Material provided
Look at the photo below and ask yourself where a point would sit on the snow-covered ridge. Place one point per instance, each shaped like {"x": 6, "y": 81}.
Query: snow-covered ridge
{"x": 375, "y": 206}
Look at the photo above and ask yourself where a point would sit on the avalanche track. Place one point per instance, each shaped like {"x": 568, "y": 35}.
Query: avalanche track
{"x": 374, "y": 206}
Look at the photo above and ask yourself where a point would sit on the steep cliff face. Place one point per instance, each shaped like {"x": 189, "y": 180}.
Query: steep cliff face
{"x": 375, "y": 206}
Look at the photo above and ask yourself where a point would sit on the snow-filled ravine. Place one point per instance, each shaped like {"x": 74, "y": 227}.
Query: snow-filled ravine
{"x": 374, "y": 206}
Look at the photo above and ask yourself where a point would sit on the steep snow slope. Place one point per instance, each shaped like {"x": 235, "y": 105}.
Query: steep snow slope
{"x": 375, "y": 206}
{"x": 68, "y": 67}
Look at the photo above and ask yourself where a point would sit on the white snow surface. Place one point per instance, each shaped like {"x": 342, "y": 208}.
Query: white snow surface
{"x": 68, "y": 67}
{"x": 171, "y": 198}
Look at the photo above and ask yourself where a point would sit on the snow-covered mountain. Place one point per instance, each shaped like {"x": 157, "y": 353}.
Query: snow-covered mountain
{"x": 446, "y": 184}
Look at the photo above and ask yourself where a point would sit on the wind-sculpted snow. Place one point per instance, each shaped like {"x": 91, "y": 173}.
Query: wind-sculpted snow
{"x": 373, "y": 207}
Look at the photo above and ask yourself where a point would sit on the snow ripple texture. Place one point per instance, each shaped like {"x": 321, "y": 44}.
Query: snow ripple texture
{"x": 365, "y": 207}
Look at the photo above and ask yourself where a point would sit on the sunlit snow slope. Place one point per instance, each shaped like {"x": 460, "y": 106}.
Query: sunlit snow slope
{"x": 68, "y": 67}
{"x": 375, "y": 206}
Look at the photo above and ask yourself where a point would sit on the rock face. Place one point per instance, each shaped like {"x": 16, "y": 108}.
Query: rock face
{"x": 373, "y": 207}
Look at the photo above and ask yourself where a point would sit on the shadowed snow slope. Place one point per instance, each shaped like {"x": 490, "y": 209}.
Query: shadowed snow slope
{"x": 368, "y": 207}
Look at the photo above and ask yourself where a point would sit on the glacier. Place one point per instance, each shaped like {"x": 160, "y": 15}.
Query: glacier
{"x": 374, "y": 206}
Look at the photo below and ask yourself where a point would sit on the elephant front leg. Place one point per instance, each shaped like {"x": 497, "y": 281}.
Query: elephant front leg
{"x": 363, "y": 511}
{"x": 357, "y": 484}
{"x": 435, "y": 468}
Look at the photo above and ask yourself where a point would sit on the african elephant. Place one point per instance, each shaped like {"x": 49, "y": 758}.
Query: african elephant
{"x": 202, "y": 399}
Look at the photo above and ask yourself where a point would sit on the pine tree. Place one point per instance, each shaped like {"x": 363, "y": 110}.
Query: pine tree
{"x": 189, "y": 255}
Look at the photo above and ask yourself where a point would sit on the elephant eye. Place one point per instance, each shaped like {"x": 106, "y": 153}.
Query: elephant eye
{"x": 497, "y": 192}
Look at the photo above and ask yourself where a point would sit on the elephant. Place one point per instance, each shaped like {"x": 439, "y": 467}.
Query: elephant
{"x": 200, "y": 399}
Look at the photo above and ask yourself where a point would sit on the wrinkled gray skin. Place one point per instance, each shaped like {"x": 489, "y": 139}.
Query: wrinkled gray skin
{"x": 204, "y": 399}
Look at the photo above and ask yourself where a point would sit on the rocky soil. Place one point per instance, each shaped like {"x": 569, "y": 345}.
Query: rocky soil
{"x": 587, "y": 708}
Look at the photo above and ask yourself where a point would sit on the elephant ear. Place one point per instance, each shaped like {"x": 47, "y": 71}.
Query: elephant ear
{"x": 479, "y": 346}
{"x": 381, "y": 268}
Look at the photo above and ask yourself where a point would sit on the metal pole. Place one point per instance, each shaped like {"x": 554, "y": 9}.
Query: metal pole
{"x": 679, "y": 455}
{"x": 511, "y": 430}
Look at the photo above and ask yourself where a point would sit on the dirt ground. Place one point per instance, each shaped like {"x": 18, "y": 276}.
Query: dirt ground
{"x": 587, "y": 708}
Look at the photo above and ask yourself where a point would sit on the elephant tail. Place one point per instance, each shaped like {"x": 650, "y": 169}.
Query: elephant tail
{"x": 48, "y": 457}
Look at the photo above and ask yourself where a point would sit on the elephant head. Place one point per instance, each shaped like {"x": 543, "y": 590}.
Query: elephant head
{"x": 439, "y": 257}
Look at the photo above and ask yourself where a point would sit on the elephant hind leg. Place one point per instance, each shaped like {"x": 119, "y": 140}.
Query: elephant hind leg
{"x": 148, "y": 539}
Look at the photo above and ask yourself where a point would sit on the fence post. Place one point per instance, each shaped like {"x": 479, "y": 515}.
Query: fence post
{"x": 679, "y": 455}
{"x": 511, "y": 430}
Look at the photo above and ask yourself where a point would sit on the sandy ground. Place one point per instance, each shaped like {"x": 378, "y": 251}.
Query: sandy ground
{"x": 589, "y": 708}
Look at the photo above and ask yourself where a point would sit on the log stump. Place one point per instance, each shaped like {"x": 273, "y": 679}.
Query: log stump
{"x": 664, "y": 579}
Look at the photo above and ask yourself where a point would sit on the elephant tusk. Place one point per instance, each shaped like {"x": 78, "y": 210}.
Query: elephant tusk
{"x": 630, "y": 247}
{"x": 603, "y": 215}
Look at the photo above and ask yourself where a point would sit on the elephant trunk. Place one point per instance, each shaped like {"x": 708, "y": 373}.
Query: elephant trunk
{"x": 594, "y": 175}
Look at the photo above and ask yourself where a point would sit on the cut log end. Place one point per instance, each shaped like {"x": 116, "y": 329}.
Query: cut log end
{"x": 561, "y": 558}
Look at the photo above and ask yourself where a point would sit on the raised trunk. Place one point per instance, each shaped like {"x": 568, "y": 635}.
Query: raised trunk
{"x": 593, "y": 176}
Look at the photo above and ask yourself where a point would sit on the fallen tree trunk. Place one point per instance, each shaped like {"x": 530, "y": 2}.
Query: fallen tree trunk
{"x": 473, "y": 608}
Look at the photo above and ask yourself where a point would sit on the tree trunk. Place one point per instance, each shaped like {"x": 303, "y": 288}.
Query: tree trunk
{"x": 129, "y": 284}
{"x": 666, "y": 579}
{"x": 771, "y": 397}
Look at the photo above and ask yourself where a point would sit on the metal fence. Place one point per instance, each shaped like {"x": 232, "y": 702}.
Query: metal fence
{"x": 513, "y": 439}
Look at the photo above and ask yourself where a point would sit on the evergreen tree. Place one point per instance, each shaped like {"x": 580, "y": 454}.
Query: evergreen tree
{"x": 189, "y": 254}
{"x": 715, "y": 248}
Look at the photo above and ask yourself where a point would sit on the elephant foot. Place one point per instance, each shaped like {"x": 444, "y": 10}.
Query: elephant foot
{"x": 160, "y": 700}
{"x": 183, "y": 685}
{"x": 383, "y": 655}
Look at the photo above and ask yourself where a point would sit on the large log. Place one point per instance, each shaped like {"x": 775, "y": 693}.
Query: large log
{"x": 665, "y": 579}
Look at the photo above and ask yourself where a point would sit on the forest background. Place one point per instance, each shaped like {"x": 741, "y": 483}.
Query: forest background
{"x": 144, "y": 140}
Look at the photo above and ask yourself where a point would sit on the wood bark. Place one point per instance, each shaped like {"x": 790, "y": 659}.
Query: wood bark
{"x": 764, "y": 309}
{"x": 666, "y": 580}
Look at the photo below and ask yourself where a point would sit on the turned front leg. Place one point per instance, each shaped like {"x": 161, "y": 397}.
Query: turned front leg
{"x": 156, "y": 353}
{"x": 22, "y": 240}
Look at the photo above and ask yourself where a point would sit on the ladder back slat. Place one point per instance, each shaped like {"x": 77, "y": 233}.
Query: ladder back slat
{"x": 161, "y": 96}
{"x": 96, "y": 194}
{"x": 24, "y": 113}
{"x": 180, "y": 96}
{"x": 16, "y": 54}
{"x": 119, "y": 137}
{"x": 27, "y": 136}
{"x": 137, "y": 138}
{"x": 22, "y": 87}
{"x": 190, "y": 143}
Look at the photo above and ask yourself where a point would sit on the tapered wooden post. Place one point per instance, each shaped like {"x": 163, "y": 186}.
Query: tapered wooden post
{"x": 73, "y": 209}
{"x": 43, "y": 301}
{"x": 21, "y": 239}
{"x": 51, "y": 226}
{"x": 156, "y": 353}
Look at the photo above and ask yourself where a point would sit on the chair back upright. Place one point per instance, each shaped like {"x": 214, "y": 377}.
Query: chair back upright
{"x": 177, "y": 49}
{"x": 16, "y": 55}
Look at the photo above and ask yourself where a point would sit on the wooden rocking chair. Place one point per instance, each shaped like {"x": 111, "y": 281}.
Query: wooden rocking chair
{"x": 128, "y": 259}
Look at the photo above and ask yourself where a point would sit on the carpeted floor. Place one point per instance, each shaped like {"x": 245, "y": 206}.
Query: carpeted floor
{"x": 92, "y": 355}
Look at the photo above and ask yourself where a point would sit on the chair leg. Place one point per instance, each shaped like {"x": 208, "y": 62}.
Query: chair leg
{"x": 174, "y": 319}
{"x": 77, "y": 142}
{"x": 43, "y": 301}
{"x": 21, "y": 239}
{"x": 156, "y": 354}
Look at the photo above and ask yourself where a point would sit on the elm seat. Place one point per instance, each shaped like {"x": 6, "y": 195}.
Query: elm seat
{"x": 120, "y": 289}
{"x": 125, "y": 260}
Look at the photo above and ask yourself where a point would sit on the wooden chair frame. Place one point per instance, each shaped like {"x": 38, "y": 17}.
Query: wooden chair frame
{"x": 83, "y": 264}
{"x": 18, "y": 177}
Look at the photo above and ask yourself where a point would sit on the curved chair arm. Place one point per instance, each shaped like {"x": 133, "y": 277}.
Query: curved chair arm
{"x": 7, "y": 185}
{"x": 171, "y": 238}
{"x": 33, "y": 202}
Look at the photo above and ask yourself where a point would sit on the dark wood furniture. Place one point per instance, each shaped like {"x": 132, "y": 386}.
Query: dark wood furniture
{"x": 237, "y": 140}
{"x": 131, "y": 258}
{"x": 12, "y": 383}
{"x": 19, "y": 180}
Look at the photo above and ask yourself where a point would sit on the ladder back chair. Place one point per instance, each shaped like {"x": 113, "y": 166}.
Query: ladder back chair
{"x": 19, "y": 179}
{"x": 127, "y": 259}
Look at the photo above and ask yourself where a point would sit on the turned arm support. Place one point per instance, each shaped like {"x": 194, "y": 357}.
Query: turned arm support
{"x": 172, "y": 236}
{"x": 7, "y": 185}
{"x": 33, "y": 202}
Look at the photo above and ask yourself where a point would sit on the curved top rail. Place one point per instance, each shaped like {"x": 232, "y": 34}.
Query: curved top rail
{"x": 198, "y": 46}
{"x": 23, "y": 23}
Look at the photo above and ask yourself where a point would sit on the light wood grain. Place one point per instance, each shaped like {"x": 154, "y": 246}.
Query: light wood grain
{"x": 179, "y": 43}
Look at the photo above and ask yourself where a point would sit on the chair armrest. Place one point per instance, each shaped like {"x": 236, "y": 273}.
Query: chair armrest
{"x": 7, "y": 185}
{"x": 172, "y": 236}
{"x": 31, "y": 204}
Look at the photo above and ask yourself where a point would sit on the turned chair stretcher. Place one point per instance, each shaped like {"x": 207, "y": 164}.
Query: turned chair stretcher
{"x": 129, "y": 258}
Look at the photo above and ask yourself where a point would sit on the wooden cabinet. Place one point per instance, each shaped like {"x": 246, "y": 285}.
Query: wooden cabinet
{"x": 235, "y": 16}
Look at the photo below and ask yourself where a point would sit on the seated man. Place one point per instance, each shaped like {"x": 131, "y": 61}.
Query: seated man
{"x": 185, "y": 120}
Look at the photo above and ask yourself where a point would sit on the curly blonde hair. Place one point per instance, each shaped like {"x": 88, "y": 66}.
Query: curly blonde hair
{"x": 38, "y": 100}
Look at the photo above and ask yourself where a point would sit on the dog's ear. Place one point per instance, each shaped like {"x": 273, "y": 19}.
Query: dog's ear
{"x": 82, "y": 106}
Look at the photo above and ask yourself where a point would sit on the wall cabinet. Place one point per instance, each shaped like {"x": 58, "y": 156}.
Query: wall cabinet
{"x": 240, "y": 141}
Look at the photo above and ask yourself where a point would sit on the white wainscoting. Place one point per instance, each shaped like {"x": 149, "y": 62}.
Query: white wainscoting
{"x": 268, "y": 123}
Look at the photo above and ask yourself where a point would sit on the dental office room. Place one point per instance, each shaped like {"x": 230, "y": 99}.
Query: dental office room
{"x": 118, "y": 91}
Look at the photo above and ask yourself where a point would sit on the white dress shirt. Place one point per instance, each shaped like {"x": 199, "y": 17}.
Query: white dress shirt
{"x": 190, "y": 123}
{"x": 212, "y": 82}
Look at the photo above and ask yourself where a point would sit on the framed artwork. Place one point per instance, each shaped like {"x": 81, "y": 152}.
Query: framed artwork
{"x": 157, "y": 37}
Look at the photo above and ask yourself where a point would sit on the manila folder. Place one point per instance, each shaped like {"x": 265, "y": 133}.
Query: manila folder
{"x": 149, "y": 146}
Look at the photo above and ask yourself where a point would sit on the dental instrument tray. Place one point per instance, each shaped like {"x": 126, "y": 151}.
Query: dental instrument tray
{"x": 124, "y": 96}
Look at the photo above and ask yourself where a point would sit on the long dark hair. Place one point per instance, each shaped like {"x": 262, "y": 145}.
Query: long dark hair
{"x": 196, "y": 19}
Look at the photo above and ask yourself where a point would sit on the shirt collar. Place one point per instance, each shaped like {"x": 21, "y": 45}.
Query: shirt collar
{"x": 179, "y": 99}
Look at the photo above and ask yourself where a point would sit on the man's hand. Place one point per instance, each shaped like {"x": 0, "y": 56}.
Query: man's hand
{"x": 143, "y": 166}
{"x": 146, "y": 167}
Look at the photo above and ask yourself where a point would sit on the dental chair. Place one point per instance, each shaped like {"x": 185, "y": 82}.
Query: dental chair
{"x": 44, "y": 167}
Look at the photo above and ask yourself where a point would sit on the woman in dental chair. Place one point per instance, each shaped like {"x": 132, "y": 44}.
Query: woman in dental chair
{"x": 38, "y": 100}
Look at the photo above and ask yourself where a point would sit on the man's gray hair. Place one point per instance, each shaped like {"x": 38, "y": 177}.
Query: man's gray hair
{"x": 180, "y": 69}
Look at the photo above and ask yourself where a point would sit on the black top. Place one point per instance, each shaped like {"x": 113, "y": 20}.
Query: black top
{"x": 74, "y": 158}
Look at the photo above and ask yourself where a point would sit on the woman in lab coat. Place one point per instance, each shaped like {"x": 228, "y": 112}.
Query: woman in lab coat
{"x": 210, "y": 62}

Given exercise
Return exactly the lines of the data, and only those, from the line with "the dental chair." through the last line, inclusive.

Reply
Look at the photo above and ask yourself where a point would sit on the dental chair. Place one point per instance, each shaped like {"x": 185, "y": 82}.
Query: dental chair
{"x": 44, "y": 167}
Look at the photo above and ask yourself where a point would sit on the woman in dental chair. Place one point per instance, each shaped like {"x": 132, "y": 44}.
Query: woman in dental chair
{"x": 38, "y": 100}
Look at the photo above and ask yourself where a point would sit on the man's gray hair. Place one point per instance, each shaped like {"x": 38, "y": 177}.
Query: man's gray hair
{"x": 180, "y": 69}
Look at the photo above and ask yourself where a point would sit on the black top. Place one point per instance, each shaped like {"x": 113, "y": 20}.
Query: black top
{"x": 74, "y": 158}
Look at the photo above and ask yourself where a point would sit on the woman in lab coat. Place one point per instance, each shaped like {"x": 228, "y": 112}.
Query: woman in lab coat
{"x": 210, "y": 62}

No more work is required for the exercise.